Goal.
Continue the preface on independent component analysis below, picking up right after its last sentence.

Document extract.
As ICA is a fast growing research area, it is impossible to include every reported
development in a textbook. We have tried to cover the central contributions by other

workers in the field in their appropriate context and present an extensive bibliography
for further reference. We apologize for any omissions of important contributions that
we may have overlooked.
For easier reading, the book is divided into four parts.
Part I gives the mathematical preliminaries. It introduces the general mathematical concepts needed in the rest of the book. We start with a crash course
on probability theory in Chapter 2. The reader is assumed to be familiar with
most of the basic material in this chapter, but also some concepts more specific to ICA are introduced, such as higher-order cumulants and multivariate
probability theory. Next, Chapter 3 discusses essential concepts in optimization theory and gradient methods, which are needed when developing ICA
algorithms. Estimation theory is reviewed in Chapter 4. A complementary
theoretical framework for ICA is information theory, covered in Chapter 5.
Part I is concluded by Chapter 6, which discusses methods related to principal
component analysis, factor analysis, and decorrelation.
More confident readers may prefer to skip some or all of the introductory
chapters in Part I and continue directly to the principles of ICA in Part II.
In Part II, the basic ICA model is covered and solved. This is the linear
instantaneous noise-free mixing model that is classic in ICA, and forms the core
of the ICA theory. The model is introduced and the question of identifiability of
the mixing matrix is treated in Chapter 7. The following chapters treat different
methods of estimating the model. A central principle is nongaussianity, whose
relation to ICA is first discussed in Chapter 8. Next, the principles of maximum
likelihood (Chapter 9) and minimum mutual information (Chapter 10) are
reviewed, and connections between these three fundamental principles are
shown. Material that is less suitable for an introductory course is covered
in Chapter 11, which discusses the algebraic approach using higher-order
cumulant tensors, and Chapter 12, which reviews the early work on ICA based
on nonlinear decorrelations, as well as the nonlinear principal component
approach. Practical algorithms for computing the independent components
and the mixing matrix are discussed in connection with each principle. Next,
some practical considerations, mainly related to preprocessing and dimension
reduction of the data are discussed in Chapter 13,including hints to practitioners

on how to really apply ICA to their own problem. An overview and comparison
of the various ICA methods is presented in Chapter 14, which thus summarizes
Part II.
In Part III, different extensions of the basic ICA model are given. This part is by
its nature more speculative than Part II, since most of the extensions have been
introduced very recently, and many open problems remain. In an introductory


xx

PREFACE

course on ICA, only selected chapters from this part may be covered. First,
in Chapter 15, we treat the problem of introducing explicit observational noise
in the ICA model. Then the situation where there are more independent
components than observed mixtures is treated in Chapter 16. In Chapter 17,
the model is widely generalized to the case where the mixing process can be of
a very general nonlinear form. Chapter 18 discusses methods that estimate a
linear mixing model similar to that of ICA, but with quite different assumptions:
the components are not nongaussian but have some time dependencies instead.

Entries provided.

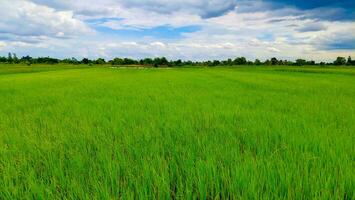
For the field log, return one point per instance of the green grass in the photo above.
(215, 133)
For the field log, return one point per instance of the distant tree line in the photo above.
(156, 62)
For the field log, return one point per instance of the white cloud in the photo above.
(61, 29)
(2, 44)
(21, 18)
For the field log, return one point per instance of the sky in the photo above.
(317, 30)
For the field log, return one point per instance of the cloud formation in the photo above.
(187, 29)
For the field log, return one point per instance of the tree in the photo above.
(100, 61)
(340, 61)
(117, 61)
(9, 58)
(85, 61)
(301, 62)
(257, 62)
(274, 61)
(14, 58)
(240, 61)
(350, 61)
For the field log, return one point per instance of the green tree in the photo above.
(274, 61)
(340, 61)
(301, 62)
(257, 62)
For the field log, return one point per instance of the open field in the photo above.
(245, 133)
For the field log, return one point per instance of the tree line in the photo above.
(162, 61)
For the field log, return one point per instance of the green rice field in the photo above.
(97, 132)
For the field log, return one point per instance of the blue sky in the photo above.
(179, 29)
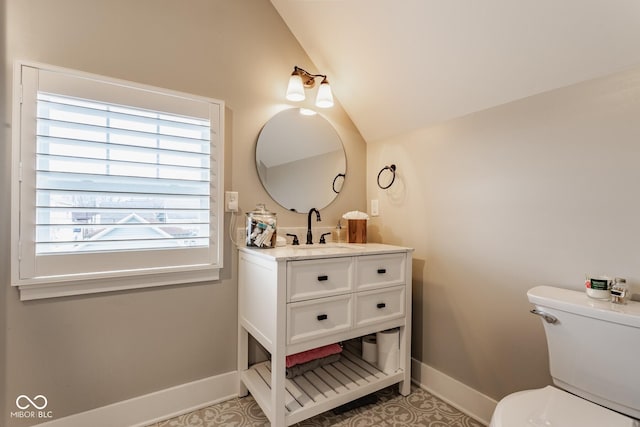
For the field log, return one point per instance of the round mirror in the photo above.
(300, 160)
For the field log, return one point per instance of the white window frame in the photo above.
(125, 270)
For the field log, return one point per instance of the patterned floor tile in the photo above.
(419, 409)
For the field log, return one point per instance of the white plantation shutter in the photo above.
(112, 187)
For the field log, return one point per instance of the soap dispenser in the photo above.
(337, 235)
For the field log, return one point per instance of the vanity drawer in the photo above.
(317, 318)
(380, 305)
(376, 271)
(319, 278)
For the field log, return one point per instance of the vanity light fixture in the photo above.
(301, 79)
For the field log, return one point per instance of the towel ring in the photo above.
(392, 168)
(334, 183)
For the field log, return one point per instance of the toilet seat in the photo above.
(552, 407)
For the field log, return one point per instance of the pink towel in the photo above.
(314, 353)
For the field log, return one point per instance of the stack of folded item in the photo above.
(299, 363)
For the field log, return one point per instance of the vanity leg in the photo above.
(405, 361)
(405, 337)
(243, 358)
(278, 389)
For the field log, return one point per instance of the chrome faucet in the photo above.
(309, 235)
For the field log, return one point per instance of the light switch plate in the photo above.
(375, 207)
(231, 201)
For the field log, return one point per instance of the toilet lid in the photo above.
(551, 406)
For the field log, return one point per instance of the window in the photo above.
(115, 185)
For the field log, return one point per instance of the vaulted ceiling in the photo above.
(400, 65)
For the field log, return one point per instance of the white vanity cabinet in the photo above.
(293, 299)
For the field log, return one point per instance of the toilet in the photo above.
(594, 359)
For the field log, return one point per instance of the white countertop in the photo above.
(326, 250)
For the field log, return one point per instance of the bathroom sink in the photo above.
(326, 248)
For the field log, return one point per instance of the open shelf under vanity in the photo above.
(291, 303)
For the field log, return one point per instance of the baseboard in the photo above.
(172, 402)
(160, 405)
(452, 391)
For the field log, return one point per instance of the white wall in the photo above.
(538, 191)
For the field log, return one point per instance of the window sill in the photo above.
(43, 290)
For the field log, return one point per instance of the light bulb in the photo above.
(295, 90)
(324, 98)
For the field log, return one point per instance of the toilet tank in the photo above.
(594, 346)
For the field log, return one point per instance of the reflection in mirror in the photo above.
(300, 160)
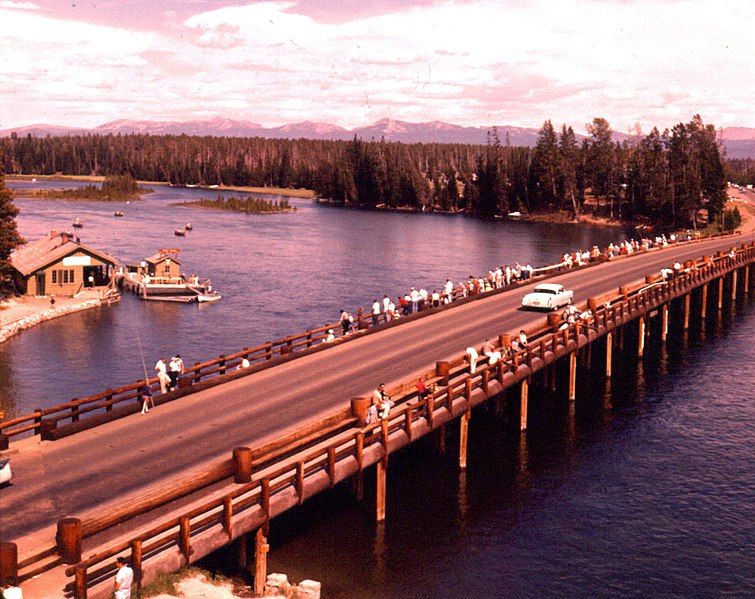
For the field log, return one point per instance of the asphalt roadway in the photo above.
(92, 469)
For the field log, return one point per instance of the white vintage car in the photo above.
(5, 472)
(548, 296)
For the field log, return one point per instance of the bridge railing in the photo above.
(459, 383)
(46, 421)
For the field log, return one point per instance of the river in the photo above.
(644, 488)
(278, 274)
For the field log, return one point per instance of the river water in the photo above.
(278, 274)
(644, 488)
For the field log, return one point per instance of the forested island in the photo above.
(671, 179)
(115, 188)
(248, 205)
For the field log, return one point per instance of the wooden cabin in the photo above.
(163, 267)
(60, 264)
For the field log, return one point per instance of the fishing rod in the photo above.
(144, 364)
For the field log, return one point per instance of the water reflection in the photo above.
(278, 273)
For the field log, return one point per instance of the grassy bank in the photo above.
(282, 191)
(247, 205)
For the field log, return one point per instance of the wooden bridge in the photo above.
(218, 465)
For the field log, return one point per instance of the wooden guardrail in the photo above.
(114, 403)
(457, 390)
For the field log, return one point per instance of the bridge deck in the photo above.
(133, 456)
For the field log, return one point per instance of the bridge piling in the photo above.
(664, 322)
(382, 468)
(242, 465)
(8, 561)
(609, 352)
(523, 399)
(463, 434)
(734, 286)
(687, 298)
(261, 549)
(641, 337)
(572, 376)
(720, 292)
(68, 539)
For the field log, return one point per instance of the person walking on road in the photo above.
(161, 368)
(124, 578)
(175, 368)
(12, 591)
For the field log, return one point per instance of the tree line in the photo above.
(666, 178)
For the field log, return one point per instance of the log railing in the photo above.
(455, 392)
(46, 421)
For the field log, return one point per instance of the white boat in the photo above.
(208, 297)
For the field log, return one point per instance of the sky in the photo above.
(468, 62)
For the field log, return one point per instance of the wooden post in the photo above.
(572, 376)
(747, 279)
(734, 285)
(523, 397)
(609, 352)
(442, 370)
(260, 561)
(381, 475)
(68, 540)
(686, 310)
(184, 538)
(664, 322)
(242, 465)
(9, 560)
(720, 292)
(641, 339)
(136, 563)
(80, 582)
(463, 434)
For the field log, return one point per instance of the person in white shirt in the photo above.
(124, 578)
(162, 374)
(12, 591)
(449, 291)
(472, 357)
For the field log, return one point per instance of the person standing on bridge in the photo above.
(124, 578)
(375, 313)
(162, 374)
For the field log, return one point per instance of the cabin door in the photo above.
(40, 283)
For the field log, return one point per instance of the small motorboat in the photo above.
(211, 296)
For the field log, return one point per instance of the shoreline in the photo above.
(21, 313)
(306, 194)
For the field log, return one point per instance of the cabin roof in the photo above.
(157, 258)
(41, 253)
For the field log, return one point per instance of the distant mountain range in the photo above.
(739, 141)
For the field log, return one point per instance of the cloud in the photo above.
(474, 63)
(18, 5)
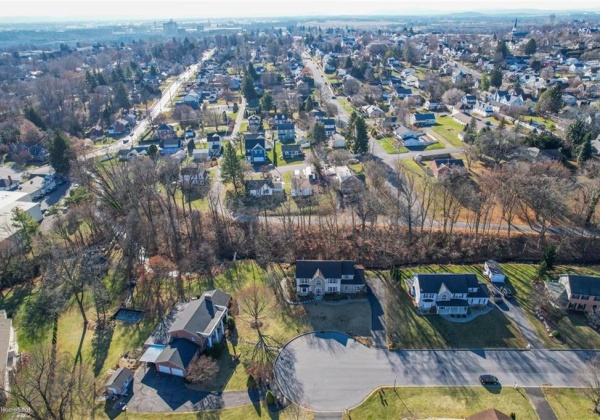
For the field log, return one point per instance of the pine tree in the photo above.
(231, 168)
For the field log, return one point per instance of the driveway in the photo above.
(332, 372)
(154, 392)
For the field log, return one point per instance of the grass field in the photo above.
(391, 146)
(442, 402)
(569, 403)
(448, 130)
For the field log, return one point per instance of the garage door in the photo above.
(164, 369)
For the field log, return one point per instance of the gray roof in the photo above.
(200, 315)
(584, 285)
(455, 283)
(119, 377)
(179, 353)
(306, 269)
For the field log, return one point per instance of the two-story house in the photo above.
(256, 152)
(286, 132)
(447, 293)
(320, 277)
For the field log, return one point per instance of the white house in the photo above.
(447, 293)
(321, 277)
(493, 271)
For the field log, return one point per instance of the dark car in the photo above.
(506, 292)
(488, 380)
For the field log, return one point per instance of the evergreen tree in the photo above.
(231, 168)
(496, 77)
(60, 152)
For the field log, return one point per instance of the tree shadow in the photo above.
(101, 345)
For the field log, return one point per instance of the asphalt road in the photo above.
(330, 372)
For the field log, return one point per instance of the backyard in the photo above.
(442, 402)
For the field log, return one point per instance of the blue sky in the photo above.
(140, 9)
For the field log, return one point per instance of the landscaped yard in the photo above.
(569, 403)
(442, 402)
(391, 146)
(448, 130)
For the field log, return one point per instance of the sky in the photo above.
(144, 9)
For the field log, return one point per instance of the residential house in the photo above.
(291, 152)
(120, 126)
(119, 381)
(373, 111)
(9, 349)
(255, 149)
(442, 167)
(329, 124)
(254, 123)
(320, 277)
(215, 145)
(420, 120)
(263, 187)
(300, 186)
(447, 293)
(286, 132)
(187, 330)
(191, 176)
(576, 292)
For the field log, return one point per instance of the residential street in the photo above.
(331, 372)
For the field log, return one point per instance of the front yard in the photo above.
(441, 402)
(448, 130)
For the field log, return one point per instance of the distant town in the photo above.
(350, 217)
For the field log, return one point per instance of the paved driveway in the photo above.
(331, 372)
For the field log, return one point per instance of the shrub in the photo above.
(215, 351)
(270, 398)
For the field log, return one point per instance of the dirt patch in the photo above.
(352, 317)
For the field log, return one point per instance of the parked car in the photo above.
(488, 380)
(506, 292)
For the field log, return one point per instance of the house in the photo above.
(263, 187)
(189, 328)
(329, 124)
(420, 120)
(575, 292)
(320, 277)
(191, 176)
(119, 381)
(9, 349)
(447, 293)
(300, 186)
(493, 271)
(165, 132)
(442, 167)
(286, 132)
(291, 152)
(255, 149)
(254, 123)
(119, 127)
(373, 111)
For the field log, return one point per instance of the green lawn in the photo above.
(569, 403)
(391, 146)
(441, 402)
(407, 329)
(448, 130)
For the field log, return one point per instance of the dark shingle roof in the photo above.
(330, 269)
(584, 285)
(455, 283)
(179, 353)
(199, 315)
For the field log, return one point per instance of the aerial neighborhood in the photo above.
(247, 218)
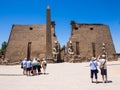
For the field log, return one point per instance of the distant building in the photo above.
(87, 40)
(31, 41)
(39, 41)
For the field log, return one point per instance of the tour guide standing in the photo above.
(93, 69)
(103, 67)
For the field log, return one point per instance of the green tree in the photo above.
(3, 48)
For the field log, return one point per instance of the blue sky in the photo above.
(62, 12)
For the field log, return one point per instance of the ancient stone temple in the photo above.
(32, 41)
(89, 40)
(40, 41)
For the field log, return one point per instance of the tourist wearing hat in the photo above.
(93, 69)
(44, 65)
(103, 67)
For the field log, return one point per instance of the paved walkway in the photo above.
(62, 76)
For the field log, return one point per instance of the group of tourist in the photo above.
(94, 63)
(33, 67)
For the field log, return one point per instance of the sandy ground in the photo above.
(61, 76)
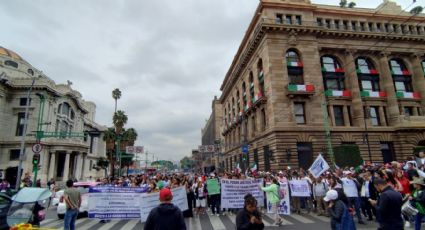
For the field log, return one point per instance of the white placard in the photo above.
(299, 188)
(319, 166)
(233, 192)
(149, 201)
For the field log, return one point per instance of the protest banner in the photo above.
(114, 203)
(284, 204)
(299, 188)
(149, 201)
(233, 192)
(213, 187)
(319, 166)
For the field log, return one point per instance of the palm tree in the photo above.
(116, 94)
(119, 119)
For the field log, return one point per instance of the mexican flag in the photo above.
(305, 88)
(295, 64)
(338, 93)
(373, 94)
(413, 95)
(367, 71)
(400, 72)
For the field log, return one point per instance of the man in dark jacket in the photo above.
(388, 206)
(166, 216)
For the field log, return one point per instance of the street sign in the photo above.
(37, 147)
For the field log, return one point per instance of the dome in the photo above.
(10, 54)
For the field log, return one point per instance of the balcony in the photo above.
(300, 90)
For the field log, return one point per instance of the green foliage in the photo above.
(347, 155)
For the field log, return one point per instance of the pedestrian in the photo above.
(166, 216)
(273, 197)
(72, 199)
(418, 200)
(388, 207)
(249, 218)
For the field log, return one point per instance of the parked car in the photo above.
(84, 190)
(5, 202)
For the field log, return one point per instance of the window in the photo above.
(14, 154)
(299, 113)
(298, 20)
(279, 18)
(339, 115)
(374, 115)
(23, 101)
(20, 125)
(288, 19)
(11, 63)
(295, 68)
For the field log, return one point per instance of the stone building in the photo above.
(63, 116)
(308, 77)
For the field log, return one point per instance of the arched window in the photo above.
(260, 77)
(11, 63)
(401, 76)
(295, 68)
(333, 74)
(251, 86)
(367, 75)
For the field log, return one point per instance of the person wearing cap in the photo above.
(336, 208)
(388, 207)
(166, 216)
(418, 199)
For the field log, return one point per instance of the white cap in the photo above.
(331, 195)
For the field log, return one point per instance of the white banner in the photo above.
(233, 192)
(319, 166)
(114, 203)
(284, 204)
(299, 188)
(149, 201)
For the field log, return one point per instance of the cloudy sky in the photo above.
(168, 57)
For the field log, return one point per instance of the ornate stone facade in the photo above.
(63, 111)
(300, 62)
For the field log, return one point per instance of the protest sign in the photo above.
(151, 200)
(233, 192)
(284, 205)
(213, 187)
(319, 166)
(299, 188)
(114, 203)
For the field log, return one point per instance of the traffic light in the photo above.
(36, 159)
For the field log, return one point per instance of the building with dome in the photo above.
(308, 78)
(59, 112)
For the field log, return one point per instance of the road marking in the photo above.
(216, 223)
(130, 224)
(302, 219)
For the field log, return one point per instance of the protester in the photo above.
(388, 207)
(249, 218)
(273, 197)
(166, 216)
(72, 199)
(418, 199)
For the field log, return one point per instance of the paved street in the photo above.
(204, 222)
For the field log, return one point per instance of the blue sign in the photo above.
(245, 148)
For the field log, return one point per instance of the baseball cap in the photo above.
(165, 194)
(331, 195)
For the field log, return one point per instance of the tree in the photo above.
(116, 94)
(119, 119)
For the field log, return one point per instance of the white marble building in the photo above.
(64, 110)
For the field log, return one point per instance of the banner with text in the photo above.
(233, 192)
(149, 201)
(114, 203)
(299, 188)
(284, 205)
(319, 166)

Result.
Chapter 19 discusses the case where the mixing system includes convolutions.
Further extensions, in particular models where the components are no longer
required to be exactly independent, are given in Chapter 20.
Part IV treats some applications of ICA methods. Feature extraction (Chapter 21) is relevant to both image processing and vision research. Brain imaging
applications (Chapter 22) concentrate on measurements of the electrical and
magnetic activity of the human brain. Telecommunications applications are
treated in Chapter 23. Some econometric and audio signal processing applications, together with pointers to miscellaneous other applications, are treated in
Chapter 24.
Throughout the book, we have marked with an asterisk some sections that are
rather involved and can be skipped in an introductory course.

Several of the algorithms presented in this book are available as public domain
software through the World Wide Web, both on our own Web pages and those of
other ICA researchers. Also, databases of real-world data can be found there for
testing the methods. We have made a special Web page for this book, which contains
appropriate pointers. The address is
www.cis.hut.fi/projects/ica/book

The reader is advised to consult this page for further information.
This book was written in cooperation between the three authors. A. Hyv a¨ rinen
was responsible for the chapters 5, 7, 8, 9, 10, 11, 13, 14, 15, 16, 18, 20, 21, and 22;
J. Karhunen was responsible for the chapters 2, 4, 17, 19, and 23; while E. Oja was
responsible for the chapters 3, 6, and 12. The Chapters 1 and 24 were written jointly
by the authors.

Acknowledgments
We are grateful to the many ICA researchers whose original contributions form the
foundations of ICA and who have made this book possible. In particular, we wish to
express our gratitude to the Series Editor Simon Haykin, whose articles and books on
signal processing and neural networks have been an inspiration to us over the years.


PREFACE

xxi

Some parts of this text are based on close cooperation with other members of our
research group at the Helsinki University of Technology. Chapter 21 is largely based
on joint work with Patrik Hoyer, who also made all the experiments in that chapter.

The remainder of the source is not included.